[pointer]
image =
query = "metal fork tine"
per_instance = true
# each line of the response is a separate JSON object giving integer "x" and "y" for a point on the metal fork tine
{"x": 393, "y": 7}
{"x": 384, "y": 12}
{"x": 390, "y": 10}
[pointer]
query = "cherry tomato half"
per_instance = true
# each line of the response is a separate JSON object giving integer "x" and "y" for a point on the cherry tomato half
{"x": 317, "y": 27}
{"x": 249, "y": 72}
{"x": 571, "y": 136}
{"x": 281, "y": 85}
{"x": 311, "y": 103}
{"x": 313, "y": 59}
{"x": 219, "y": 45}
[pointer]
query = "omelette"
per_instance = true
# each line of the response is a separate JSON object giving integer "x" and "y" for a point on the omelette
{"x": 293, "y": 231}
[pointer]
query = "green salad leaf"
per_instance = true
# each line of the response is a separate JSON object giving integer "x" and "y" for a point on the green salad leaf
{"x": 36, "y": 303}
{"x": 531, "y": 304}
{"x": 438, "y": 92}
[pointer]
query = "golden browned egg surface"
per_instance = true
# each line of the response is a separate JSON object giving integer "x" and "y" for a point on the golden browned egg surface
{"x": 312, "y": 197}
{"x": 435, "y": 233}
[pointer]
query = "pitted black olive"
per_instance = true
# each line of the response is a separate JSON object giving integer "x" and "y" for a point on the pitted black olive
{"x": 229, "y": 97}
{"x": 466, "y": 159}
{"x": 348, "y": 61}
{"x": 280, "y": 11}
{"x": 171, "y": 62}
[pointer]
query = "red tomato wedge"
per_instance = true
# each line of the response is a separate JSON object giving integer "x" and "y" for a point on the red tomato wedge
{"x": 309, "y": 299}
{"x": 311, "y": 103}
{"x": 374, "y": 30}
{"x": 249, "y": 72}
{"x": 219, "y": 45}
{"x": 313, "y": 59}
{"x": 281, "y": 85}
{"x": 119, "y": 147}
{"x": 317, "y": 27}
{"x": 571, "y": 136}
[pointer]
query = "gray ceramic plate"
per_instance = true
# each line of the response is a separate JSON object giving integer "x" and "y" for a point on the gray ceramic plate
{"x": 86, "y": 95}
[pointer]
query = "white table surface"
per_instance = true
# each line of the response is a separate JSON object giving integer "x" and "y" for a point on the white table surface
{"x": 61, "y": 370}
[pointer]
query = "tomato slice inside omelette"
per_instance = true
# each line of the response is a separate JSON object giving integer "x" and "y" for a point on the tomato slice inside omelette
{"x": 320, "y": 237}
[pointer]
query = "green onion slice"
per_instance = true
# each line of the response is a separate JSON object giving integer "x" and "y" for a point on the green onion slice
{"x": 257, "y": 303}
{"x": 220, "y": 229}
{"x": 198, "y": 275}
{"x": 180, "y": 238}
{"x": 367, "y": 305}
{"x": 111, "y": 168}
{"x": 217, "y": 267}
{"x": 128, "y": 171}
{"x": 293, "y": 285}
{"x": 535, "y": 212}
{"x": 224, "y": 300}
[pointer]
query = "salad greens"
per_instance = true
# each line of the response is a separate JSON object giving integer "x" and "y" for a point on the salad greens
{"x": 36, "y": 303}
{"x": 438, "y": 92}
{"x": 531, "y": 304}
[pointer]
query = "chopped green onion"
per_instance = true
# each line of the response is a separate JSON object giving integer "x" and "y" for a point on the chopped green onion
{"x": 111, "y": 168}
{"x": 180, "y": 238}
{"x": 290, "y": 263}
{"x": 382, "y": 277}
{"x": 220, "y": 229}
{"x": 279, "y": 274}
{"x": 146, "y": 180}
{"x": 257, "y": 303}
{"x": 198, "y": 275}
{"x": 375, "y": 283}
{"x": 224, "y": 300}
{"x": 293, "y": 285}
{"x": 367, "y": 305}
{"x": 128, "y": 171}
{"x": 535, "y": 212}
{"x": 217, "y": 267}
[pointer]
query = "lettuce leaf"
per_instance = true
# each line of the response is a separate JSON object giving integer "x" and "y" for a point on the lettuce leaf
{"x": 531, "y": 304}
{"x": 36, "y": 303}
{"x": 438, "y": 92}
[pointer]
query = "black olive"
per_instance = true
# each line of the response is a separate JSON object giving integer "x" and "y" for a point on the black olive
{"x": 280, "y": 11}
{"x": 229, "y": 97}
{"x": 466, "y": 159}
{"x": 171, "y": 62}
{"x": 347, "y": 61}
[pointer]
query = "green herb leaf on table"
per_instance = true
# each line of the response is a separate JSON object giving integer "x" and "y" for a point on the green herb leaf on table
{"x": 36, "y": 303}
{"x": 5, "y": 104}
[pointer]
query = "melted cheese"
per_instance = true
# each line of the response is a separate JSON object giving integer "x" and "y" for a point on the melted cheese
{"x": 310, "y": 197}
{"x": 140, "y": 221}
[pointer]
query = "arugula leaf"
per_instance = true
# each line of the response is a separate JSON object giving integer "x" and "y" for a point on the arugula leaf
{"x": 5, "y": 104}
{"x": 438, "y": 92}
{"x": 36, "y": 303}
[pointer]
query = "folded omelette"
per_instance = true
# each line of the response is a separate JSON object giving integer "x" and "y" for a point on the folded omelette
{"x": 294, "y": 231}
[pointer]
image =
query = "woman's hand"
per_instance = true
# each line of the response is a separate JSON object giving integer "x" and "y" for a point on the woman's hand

.....

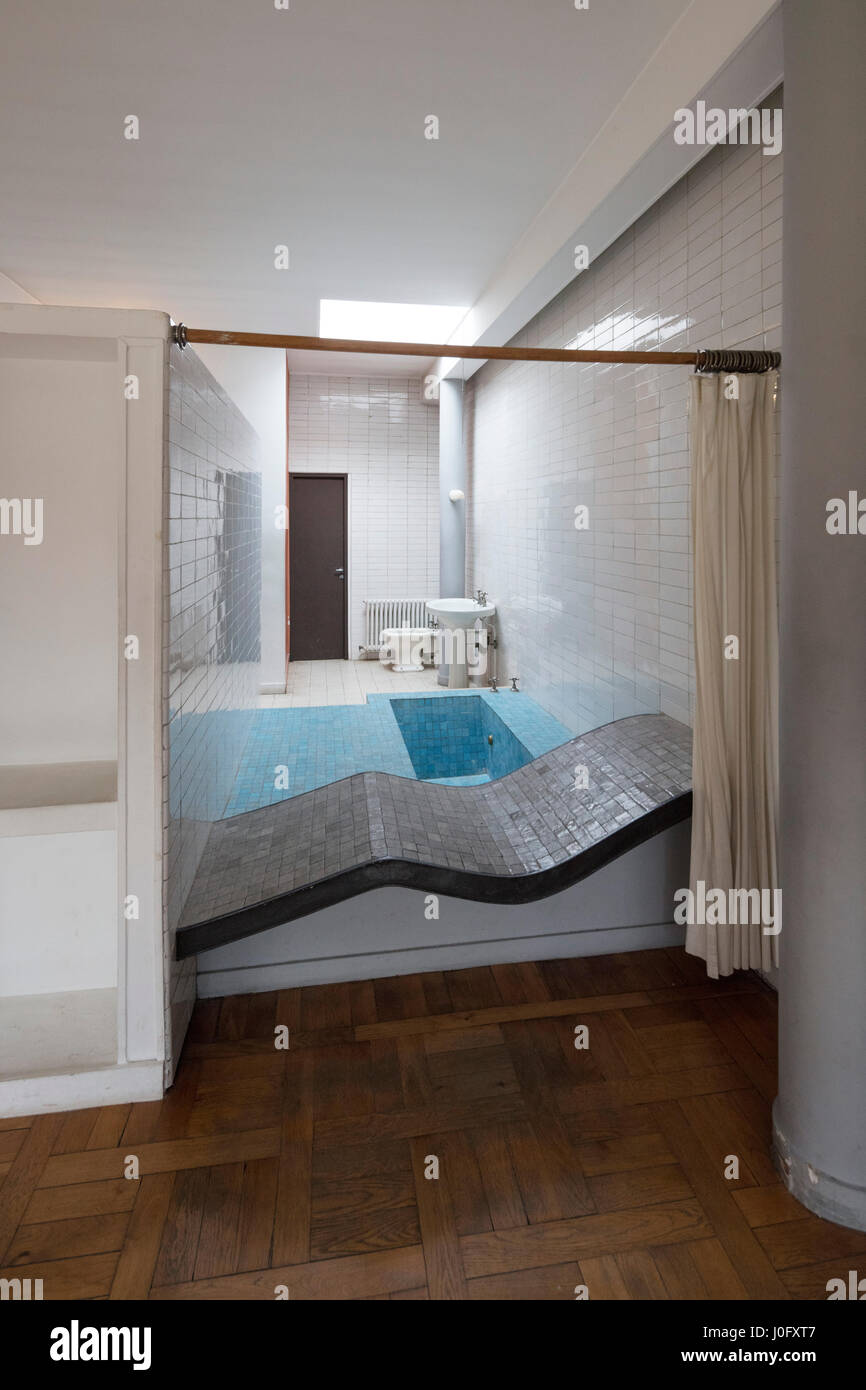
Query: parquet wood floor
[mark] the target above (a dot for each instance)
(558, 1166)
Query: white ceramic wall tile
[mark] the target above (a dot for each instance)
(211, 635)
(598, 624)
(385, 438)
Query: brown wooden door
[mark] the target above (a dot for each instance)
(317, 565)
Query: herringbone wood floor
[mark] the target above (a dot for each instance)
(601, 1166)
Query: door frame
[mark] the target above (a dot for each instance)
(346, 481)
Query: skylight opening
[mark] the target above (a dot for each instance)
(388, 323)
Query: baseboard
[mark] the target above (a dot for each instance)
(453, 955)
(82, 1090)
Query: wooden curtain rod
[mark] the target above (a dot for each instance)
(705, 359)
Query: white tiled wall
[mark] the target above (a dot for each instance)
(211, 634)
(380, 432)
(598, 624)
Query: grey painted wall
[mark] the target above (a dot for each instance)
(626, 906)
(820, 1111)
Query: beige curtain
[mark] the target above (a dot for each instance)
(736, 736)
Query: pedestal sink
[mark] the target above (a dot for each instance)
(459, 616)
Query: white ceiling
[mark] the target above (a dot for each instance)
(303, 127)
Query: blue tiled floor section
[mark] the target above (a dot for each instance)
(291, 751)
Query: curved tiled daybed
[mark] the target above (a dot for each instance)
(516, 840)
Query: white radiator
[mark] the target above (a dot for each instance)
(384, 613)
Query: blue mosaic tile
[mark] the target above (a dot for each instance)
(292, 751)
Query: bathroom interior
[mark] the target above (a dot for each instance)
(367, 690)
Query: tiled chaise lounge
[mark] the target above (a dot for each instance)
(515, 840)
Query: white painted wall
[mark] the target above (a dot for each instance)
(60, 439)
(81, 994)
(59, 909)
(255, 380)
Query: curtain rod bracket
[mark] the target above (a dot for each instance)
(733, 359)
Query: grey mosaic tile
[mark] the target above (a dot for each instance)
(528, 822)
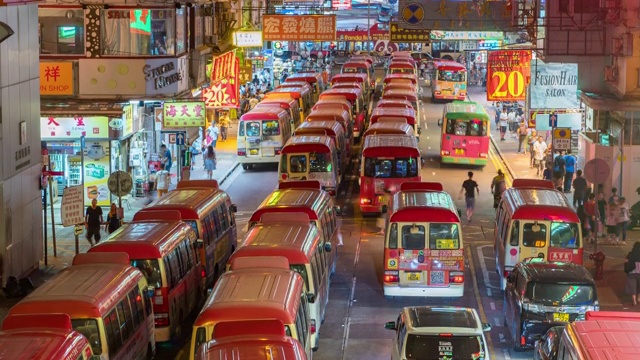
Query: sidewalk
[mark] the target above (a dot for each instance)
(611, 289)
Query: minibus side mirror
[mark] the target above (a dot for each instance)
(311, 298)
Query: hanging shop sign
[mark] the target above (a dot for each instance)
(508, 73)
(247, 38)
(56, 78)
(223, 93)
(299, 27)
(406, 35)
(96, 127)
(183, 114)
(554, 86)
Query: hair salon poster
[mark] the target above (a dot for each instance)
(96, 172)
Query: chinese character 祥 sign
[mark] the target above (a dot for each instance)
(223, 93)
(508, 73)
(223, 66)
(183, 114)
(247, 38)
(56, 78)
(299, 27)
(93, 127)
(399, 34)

.....

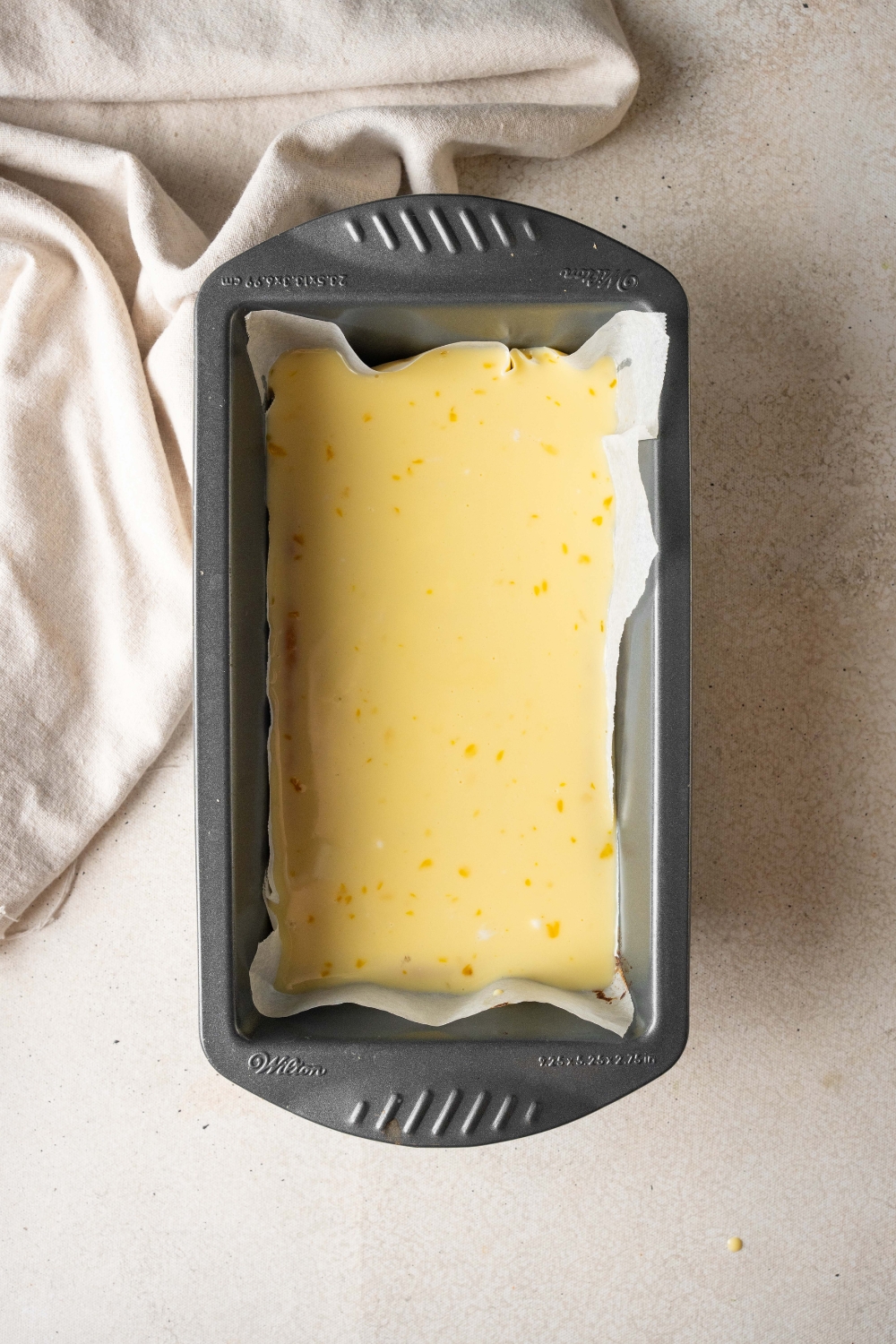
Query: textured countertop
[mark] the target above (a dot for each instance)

.....

Whenever a line in the listing above includes the word "painted", return that line.

Query: grey painted wall
Query: white painted wall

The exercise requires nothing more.